▸ **Exercise brief**
Search the data below, and report every line in which "guitar" occurs.

▸ **Data in this exercise**
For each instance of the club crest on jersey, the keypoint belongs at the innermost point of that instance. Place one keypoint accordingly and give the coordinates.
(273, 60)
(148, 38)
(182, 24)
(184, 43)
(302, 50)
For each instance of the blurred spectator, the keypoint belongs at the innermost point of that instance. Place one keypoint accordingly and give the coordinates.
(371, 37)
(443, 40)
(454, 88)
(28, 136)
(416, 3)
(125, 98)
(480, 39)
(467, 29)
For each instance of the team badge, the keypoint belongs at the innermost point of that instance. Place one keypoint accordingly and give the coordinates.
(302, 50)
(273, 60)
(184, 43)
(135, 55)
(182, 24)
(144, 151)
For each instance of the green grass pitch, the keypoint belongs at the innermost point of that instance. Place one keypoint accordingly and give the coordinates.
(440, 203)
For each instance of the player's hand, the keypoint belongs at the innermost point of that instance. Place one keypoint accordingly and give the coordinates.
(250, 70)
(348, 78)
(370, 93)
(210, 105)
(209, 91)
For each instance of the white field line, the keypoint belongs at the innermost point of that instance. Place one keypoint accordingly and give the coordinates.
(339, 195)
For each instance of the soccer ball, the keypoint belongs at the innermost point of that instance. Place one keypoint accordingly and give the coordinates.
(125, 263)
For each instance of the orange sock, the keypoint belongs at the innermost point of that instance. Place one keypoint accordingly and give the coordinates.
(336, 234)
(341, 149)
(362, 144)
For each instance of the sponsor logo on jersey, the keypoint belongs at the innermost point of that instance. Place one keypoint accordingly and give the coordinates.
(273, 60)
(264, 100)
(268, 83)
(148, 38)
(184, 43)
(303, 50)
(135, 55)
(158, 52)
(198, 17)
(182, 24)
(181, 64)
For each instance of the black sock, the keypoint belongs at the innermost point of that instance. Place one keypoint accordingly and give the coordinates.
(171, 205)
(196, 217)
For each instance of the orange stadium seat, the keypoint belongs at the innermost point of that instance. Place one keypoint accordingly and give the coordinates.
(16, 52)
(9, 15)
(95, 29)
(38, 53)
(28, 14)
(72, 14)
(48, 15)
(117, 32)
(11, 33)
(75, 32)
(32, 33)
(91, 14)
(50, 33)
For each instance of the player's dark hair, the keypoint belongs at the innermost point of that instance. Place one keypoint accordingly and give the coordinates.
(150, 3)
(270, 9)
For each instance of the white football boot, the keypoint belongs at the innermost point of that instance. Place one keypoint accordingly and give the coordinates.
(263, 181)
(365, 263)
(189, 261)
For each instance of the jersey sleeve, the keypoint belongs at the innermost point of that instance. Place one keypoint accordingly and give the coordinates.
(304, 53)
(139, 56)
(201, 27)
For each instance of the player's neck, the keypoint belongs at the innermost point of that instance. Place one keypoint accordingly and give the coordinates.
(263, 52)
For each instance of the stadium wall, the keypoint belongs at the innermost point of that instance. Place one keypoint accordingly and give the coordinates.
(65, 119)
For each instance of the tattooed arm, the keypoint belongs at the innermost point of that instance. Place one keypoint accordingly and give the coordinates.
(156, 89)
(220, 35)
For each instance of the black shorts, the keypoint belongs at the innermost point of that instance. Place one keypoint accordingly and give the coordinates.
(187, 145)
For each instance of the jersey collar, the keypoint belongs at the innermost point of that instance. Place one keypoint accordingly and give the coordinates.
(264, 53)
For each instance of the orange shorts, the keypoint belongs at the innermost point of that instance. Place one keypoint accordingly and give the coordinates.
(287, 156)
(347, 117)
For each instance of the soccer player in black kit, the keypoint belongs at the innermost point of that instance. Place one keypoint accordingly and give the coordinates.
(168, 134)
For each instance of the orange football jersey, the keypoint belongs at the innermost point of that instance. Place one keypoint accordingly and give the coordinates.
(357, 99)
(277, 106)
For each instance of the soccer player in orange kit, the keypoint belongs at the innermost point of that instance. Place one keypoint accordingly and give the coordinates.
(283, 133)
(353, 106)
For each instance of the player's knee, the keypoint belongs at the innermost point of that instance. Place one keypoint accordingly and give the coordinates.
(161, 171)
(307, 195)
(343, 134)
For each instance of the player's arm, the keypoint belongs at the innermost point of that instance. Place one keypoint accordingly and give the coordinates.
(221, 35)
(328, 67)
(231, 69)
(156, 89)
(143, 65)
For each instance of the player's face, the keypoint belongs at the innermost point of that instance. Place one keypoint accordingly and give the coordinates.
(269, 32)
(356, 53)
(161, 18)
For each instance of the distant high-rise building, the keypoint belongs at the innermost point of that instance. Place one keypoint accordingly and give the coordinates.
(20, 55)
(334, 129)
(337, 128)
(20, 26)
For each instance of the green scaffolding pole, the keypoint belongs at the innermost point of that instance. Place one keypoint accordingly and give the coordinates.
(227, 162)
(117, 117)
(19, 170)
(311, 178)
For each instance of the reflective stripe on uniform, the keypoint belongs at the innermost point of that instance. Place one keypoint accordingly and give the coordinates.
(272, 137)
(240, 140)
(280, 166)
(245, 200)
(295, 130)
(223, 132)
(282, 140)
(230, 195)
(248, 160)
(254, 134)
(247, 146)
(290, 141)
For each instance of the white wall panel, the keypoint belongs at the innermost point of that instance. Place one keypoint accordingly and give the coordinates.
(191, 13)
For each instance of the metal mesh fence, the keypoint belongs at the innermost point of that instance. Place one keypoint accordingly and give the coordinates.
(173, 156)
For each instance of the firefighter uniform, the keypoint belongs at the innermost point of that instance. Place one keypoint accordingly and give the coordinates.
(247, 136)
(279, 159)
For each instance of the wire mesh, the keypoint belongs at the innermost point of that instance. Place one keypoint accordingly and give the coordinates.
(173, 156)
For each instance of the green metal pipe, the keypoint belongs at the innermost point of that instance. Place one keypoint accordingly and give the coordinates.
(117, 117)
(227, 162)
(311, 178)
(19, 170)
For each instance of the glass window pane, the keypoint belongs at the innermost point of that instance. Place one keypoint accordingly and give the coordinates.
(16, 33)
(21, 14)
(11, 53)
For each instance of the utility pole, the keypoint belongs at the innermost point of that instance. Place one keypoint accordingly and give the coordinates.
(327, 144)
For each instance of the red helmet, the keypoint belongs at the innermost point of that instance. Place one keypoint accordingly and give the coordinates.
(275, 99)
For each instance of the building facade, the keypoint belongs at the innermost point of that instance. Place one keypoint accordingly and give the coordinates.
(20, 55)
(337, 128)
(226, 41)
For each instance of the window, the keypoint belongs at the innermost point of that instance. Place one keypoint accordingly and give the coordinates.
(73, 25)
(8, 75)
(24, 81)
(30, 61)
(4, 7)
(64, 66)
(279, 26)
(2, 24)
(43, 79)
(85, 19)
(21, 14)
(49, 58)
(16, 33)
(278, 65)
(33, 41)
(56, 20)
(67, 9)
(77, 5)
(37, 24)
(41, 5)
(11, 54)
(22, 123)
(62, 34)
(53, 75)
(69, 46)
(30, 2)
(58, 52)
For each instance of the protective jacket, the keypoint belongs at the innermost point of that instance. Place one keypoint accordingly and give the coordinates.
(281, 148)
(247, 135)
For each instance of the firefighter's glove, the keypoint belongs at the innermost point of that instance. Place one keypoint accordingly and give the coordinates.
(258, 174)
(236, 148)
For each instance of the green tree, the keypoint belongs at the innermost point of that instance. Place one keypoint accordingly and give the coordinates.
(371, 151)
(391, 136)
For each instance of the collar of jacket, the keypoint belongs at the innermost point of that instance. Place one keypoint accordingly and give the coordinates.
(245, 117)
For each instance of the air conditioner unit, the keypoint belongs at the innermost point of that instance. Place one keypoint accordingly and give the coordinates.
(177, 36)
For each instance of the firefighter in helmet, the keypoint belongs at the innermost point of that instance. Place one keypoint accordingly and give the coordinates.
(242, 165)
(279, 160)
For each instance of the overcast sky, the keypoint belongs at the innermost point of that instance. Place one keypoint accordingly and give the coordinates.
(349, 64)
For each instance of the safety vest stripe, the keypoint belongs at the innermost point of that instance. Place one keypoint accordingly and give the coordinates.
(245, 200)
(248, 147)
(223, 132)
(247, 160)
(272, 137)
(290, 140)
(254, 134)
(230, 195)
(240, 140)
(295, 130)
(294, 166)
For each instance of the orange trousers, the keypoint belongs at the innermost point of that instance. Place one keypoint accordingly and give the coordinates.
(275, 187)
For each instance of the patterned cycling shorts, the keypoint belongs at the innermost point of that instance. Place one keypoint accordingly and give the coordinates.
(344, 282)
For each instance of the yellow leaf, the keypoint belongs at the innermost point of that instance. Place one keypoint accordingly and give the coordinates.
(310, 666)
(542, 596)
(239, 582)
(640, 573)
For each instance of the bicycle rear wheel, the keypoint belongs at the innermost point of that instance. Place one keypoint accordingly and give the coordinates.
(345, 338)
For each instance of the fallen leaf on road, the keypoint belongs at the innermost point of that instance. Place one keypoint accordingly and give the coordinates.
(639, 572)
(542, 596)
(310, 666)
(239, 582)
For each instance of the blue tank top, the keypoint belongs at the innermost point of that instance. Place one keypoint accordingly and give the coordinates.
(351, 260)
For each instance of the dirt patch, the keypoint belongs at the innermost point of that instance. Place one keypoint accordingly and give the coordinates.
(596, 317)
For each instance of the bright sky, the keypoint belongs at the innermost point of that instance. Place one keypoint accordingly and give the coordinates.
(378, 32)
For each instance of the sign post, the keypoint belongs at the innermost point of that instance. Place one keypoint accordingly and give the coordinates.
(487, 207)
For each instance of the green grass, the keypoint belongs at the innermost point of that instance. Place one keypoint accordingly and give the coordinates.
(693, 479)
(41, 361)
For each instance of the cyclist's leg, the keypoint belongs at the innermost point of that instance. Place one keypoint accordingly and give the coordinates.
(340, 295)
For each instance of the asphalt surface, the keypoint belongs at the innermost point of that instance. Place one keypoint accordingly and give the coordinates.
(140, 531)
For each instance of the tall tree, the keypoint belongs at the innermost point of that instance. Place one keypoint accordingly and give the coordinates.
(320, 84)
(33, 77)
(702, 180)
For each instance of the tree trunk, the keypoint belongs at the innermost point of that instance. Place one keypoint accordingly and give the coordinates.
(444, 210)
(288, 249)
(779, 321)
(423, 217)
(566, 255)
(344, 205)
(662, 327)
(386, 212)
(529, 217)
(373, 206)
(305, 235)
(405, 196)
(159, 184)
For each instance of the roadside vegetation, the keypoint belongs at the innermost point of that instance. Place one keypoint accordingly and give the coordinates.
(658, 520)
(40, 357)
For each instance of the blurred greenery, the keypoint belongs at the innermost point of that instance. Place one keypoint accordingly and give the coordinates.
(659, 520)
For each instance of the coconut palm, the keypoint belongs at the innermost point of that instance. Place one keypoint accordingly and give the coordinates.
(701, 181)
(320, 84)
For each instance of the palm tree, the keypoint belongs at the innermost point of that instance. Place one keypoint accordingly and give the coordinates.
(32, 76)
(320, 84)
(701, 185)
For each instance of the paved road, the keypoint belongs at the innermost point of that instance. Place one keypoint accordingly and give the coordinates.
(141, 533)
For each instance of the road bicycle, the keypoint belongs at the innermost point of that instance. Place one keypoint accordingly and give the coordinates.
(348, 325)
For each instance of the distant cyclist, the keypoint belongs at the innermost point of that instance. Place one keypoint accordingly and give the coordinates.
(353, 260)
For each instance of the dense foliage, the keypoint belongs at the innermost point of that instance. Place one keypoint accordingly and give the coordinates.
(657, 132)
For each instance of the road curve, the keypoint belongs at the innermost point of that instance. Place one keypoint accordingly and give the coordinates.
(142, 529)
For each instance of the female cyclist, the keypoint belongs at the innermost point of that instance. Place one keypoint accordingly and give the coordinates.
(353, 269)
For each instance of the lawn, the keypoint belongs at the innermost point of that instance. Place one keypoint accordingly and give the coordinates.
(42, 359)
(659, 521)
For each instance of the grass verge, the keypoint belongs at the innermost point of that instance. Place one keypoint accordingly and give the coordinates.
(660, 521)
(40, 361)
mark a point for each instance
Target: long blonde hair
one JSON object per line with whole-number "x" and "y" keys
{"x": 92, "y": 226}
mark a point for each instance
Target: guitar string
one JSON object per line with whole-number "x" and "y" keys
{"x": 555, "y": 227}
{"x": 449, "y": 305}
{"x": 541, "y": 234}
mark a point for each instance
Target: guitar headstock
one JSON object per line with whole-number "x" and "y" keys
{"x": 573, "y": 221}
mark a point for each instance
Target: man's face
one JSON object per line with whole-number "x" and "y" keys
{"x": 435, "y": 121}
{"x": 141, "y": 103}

▸ **Response to the exercise**
Target: guitar string
Target: guitar headstock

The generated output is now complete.